• _Passage to read_:
Shelley began studying acting shortly after he was honorably discharged from the Navy. He enrolled as a drama student at Chicago's Goodman Theatre, where he met Sarah Herman, another aspiring thespian. They fell in love, and were married in 1947. After graduating from the Goodman Theatre, Shelley joined the Woodstock Players, a stock theater company in Woodstock, Illinois. It was here that Shelley had the opportunity to really develop and polish his acting skills, with the support and encouragement of fellow players Geraldine Page, Betsy Palmer, and Tom Bosley.

• _Given data_:
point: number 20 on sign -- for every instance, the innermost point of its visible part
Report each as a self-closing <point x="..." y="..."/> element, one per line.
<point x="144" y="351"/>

• _Your objective_:
Return, word for word, the part of the passage on Shelley's acting training that begins at "Shelley began studying" and ends after "and Tom Bosley.".

• _Output of the exercise_:
Shelley began studying acting shortly after he was honorably discharged from the Navy. He enrolled as a drama student at Chicago's Goodman Theatre, where he met Sarah Herman, another aspiring thespian. They fell in love, and were married in 1947. After graduating from the Goodman Theatre, Shelley joined the Woodstock Players, a stock theater company in Woodstock, Illinois. It was here that Shelley had the opportunity to really develop and polish his acting skills, with the support and encouragement of fellow players Geraldine Page, Betsy Palmer, and Tom Bosley.